> Exercise requirements
Quote the entries that follow exactly, leaving none out.

________

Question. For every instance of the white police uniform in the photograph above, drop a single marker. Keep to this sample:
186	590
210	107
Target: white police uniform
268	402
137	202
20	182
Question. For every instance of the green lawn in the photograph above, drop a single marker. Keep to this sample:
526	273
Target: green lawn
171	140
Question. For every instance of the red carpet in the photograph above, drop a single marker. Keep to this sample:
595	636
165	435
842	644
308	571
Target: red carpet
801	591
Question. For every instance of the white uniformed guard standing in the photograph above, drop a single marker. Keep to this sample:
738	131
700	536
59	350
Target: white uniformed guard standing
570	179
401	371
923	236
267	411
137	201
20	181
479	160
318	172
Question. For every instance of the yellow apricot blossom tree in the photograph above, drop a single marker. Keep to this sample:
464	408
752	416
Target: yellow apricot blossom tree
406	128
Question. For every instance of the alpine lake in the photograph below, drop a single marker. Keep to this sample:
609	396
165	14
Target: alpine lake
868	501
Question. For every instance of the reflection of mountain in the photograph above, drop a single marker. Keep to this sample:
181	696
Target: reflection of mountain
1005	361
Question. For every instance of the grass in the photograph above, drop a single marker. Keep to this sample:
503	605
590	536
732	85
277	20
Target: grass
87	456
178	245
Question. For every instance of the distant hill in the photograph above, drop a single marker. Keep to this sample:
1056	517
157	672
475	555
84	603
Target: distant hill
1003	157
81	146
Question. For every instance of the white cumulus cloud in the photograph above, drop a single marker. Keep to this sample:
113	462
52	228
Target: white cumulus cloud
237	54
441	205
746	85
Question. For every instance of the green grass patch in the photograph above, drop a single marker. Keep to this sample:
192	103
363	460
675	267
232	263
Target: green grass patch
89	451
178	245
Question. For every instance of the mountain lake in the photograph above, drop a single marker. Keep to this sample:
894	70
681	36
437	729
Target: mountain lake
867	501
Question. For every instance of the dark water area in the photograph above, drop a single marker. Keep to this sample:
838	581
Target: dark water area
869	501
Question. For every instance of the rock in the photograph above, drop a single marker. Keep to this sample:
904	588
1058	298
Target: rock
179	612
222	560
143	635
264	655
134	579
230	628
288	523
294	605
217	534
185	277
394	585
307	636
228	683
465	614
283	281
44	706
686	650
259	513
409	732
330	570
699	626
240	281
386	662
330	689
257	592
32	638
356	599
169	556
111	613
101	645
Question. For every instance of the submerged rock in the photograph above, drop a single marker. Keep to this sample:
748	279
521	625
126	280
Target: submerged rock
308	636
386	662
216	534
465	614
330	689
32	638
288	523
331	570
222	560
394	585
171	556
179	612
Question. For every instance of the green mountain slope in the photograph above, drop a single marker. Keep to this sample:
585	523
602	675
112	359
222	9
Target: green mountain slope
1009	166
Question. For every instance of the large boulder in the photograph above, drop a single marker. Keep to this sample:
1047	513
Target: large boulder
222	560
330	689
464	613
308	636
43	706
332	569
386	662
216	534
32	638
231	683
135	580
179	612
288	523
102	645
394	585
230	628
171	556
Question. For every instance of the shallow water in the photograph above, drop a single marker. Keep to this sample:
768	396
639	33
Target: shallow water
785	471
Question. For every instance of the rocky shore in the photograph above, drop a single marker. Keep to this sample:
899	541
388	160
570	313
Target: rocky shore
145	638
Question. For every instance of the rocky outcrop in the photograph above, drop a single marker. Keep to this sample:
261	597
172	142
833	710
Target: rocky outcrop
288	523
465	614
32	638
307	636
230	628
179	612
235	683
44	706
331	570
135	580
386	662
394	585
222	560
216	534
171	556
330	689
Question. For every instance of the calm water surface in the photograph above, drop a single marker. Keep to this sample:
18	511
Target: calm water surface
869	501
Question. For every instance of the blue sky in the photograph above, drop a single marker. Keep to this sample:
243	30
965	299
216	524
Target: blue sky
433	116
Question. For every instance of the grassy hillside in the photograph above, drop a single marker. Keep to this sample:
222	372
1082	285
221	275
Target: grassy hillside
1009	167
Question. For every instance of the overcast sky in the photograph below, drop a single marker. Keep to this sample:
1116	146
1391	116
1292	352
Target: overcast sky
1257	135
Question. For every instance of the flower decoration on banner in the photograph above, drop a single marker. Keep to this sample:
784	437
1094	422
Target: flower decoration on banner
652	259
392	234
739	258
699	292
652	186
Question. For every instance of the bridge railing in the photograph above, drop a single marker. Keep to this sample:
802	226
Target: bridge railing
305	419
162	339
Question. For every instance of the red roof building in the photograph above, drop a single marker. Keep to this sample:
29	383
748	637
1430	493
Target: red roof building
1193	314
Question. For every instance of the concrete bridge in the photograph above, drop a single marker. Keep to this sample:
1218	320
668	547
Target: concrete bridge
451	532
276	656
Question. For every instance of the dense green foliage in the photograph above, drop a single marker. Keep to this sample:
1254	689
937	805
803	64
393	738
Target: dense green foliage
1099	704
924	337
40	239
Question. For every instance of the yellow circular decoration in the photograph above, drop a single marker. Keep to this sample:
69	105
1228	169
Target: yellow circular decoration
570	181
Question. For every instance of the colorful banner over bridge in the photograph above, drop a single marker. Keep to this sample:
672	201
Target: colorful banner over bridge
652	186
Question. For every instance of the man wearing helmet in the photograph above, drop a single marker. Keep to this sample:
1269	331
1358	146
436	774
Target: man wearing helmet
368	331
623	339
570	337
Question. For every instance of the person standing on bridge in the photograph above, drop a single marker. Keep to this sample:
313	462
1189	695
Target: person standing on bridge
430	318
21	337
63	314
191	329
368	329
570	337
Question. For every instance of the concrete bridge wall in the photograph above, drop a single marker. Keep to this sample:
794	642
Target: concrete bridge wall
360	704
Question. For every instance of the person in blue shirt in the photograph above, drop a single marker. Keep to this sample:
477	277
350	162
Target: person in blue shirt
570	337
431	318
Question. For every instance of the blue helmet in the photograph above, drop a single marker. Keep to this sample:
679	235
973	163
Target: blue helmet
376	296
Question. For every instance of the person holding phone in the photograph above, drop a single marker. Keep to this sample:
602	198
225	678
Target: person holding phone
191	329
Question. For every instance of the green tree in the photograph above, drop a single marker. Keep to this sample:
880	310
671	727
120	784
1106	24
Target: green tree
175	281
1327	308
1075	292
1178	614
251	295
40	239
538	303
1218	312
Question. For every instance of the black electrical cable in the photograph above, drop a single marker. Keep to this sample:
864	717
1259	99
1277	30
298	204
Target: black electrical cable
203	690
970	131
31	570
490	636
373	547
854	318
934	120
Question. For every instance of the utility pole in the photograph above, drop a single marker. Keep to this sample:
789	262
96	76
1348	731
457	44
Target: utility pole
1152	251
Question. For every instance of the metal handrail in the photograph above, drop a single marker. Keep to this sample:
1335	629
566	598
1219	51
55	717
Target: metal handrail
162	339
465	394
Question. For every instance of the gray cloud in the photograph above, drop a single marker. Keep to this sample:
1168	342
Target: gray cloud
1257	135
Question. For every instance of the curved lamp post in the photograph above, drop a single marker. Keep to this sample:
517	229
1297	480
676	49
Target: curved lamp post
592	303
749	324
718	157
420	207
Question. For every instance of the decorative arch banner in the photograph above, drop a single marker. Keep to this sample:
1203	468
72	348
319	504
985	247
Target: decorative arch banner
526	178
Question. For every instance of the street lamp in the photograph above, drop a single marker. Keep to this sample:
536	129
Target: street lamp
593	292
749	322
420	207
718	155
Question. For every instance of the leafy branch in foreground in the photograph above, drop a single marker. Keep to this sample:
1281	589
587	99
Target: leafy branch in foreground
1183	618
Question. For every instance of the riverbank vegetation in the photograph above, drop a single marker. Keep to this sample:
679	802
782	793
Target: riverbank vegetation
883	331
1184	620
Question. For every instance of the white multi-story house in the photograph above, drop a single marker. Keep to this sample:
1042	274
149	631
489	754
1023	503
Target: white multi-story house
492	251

________

> Solution to the exercise
Question. For every instance of the white police uniform in the photograph above, drop a single marker. Keep to this sample:
186	590
210	107
Target: white police uniform
268	402
137	202
20	182
Question. For every instance of the green lawn in the photograph above, drop a single marker. Keep to this sample:
526	273
Target: green lawn
171	140
Question. For every instance of the red carpet in the photograph above, drop a single marker. Keep to this sample:
595	636
165	435
842	644
308	571
Target: red carpet
801	591
Question. For every instance of the white uniformed guard standing in the photograph above, drop a single marker. Keep to this sample:
738	131
700	536
59	350
Target: white uniformed guard standing
570	179
401	371
923	236
267	411
137	201
20	181
479	160
318	172
Question. For every instance of the yellow apricot blossom tree in the photograph above, drop a single marker. Keep to this sample:
464	408
752	416
Target: yellow apricot blossom tree
406	128
Question. For every instance of the alpine lake in the photograph below, drop a single marker. Keep to this sample:
609	396
165	14
Target: alpine lake
868	501
Question. For every instance of the reflection of mountain in the photograph above, drop a single marker. Keep to this sample:
181	696
Target: reflection of mountain
1005	361
Question. For every instance of the grass in the photograph above, drop a single marker. Keep to this sample:
503	605
590	536
732	85
277	20
Target: grass
87	456
178	245
Question. For every instance of the distant hill in the photograph above, drop a single marker. Keep to this sample:
1056	517
157	672
475	555
84	603
Target: distant hill
1003	157
81	146
Question. For every instance of the white cumulus cloud in the photograph above, drop a single marker. Keep to this sample:
113	462
52	228
Target: white cumulus cloud
237	54
441	205
746	85
Question. For every instance of the green grass patch in the photograph above, drop a single marker. Keep to this sample:
192	103
363	460
675	267
232	263
Target: green grass patch
89	451
178	245
Question. For every instance of the mountain lake in the photograph above, drop a single marker. Keep to this sample:
894	70
681	36
437	729
Target: mountain lake
867	501
Question. For every instance of the dark water area in the photograph above, drop a single marker. Keep to this sample:
838	581
Target: dark water area
869	501
Question. For every instance of the rock in the photograph above, drop a single marker. Keep to this sample:
904	588
1058	298
Target: rock
179	612
222	560
143	635
264	655
134	579
230	628
288	523
294	605
217	534
185	277
394	585
307	636
228	683
465	614
283	281
44	706
686	650
259	513
409	732
330	570
699	626
240	281
386	662
330	689
257	592
32	638
356	599
169	556
111	613
101	645
Question. For every instance of the submerged rock in the photograph above, drop a single marker. Keep to this sample:
748	279
521	625
126	280
Target: submerged rock
308	636
386	662
216	534
465	614
330	689
32	638
288	523
331	570
222	560
394	585
171	556
179	612
Question. For every instance of the green mountain slope in the photograph above, drop a single marker. Keep to this sample:
585	523
602	675
112	359
222	9
Target: green mountain slope
1009	166
Question. For every instance of the large boulder in the photograph above, drop a single marker. Keep to this sample:
1047	513
Target: large boulder
222	560
330	689
464	613
308	636
43	706
332	569
386	662
216	534
32	638
231	683
135	580
179	612
288	523
102	645
394	585
230	628
171	556
Question. For every instance of the shallow water in the photograph above, drop a single marker. Keep to this sample:
768	396
639	33
Target: shallow water
785	471
Question. For every instance of the rocky shore in the photograph above, drop a single marker. Keep to this sample:
899	541
388	160
570	313
Target: rocky shore
145	638
Question. For every instance of the rocky outcrop in the photograph above, drop a single marker. Keep to this sample:
261	597
172	142
833	710
Target: rocky outcrop
288	523
465	614
32	638
307	636
230	628
179	612
235	683
44	706
331	570
135	580
386	662
394	585
222	560
216	534
171	556
330	689
Question. For every instance of the calm water surface in the photograph above, drop a single marker. Keep to this sample:
18	511
Target: calm water surface
869	501
Question. For every instance of the blue sky in the photograph above, drop a single marker. Keep to this sample:
243	30
965	299
216	524
Target: blue sky
433	116
Question. For every instance of the grassy hillside in the photograph above, drop a single marker. Keep to this sample:
222	372
1082	285
221	275
Target: grassy hillside
1009	167
Question. For every instance of the overcast sky in the photograph below, drop a single marker. Keep to this sample:
1116	146
1391	116
1292	352
Target: overcast sky
1257	135
Question. For every instance of the flower decoration on banner in the photograph above, drop a single marker. Keep to this sample:
784	437
1094	422
Target: flower decoration on banner
652	259
392	234
739	258
699	292
652	186
Question. For every instance of the bridge railing in the photograph above, drop a single marker. Keep to this sample:
802	226
Target: bridge railing
305	419
162	339
Question. For every instance of the red roof building in the photograph above, drop a single marker. Keep to this sample:
29	383
748	637
1430	493
Target: red roof building
1193	314
Question. For every instance of the concrete bridge in the photograph above, drop a single marker. Keep to this sample:
1218	320
668	547
Target: concrete bridge
451	532
276	656
Question. For every instance of the dense green foliage in the photograph above, drop a single marker. Keep to this sample:
1254	689
937	805
803	64
393	738
Target: dense green foliage
1099	704
924	337
40	239
Question. For every instance of the yellow circular decoration in the photograph above, drop a single marker. Keep to this sample:
69	105
1228	169
Target: yellow circular decoration
570	181
Question. For every instance of the colorful banner over bridge in the photograph above, drop a single marker. Keep to this sample:
672	201
Target: colorful banner over bridge
652	186
Question. For every instance of the man wearing helmet in the photograph above, drop a single marker. Keep to this sample:
1269	331
1358	146
436	774
Target: man wearing helmet
368	331
623	339
570	337
Question. For every instance of the person standing on bridge in the photograph above, drop a single marker. Keep to this sample:
313	462
1189	695
Target: person standing on bridge
430	318
21	337
63	314
191	329
368	329
570	337
Question. For every instance of the concrete bridge wall in the photograph above, drop a single marker. Keep to this sample:
794	642
Target: concrete bridge wall
360	704
Question. For every instance of the person in blue shirt in the photograph above, drop a single marker. Keep to this sample:
477	277
350	162
Target: person in blue shirt
570	337
431	318
Question. For every instance of the blue helmet in the photograph above, drop a single marker. Keep to this sample:
679	235
973	163
Target: blue helmet
376	296
Question. For every instance of the person holding phone in the photograph above, drop a single marker. Keep to this sample:
602	198
225	678
Target: person holding phone
191	329
Question. For every instance of the green tree in the photograph above, drop a single marker. Keep to this sample:
880	310
671	727
120	784
1106	24
Target: green tree
175	281
1327	308
1075	292
1178	614
251	295
40	239
538	303
1218	312
Question. For every instance of the black electrical cable in the photograph above, drop a single marker. Keep to this sample:
864	717
1259	99
1277	30
298	204
Target: black electrical cable
203	690
970	131
31	570
490	636
373	547
854	318
934	120
Question. For every instance of the utility pole in the photograph above, drop a single marker. Keep to this sample:
789	262
96	76
1348	731
457	44
Target: utility pole
1152	251
Question. For every instance of the metal handrail in the photograph above, drop a single marker. Keep to this sample:
1335	629
566	598
1219	51
55	717
Target: metal handrail
162	339
465	394
Question. For every instance of the gray cloud in the photograph above, drop a single marker. Keep to this sample:
1168	342
Target: gray cloud
1257	135
Question. For every instance of the curved lamp post in the photograph above, drop a single marker. Keep to this sample:
517	229
1297	480
676	49
Target: curved lamp post
592	303
749	324
718	157
420	207
Question. For every instance of the decorative arch banner in the photograph above, drop a single marker. Keep to this sample:
1203	468
72	348
319	504
985	247
Target: decorative arch banner
526	178
Question. For every instance of the street lamp in the photograph above, drop a single marker. Keep to this sample:
536	129
Target: street lamp
593	292
749	322
420	207
718	155
Question. For every instance of the leafy branch in foreground in the photograph above, drop a single marker. Keep to this sample:
1281	589
587	99
Target: leafy branch in foreground
1183	618
Question. For every instance of the riverbank vegetation in the photograph above, drop a single marker. Keep to this sample:
679	802
782	793
Target: riverbank vegetation
883	331
1184	620
Question. For every instance of the white multi-story house in the photograph above, drop a single marker. Keep to this sample:
1042	274
149	631
489	754
1023	503
Target: white multi-story house
492	251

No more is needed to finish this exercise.